_Quoted passage_
*** Block opens ***
Tuesday, August 23, 2005

a brief manifesto (for myself)

The computing substrate seems to be improving at an ever increasing rate. But there are some things that I think need improving, some on the level of user education, others technological. Here are a few that spring to mind:

  • Provision of parallel architectures that are actually properly designed
    We have amazing bleeding edge facilities nowadays. Progress is rampant, and in all directions, like bacterial colonies on agar jelly. We have various standards groups like the W3C trailing behind doing their best to mop up the spillage, but how good is it? The ideas mill is in overdrive, now all we need is groups to set these ideas in their proper places.
    I'm not advocating design fascism, but I am advocating the more widespread rolling out of bulletproof architectures that the military wouldn't be afraid to use.
    The secret to success is to realise that there are only a very few tricks in the book, but that those tricks are extremely powerful. The ideas mills churn out specific permuations. Someone needs to run along behind spotting the underlying patterns, and making simple but highly generalised tools that the rest of us can use without wading through piles of barely distinguishable competing 'standards' and hacks.
*** Block closes ***
_Information_
*** Block opens ***
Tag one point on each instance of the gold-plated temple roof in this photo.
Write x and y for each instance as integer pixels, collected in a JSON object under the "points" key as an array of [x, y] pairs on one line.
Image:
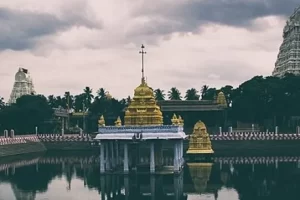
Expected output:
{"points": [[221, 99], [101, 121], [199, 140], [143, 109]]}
*** Block closes ***
*** Block opens ***
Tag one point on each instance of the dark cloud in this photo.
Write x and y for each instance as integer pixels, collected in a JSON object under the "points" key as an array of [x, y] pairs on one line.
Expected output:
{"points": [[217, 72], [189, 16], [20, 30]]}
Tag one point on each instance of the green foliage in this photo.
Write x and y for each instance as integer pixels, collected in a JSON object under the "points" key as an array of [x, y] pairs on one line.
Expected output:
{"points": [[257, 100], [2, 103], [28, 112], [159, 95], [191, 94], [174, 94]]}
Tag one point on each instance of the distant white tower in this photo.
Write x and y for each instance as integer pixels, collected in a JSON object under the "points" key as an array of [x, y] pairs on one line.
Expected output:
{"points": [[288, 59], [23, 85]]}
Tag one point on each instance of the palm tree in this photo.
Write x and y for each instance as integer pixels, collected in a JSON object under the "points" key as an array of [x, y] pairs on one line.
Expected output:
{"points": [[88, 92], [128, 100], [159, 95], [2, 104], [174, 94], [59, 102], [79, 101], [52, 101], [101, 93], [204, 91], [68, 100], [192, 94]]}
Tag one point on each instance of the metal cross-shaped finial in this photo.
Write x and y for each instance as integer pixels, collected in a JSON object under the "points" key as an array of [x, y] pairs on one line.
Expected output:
*** Block closes ***
Please continue the brief computing manifesto, starting right after its last sentence.

    Any contenders that I'm not aware of yet?
  • Data awareness
    Our data shadows are burgeoning. Technologies need to be developed that protect our data, and maximise its effectiveness. I have separate user profiles on multiple social websites. When will I be able to store my profile locally, and allow websites to access it when I wish, and allow them to store their own copies only if I allow them to? Decent data management would make the computing substrate so much more useful. I wouldn't have old data all over the internet crying out to be maintained. I could participate in a far wider variety of stuff. Service providers could concentrate on what they were good at, not on recollecting all the various data that everyone is tired of giving for the umpteenth time anyway.
  • Better documentation
    All due respect to the wikis of this world. But the linking systems are beginning to show their age. We need real databases with real tagging systems, and proper diagram support. Why are we still relying on bitmaps on the web? Macromedia's solution is a poor stopgap. What happened to SVG? A few more diagrams would help reduce the mess the ideas machine spews out, and improve quality for us all.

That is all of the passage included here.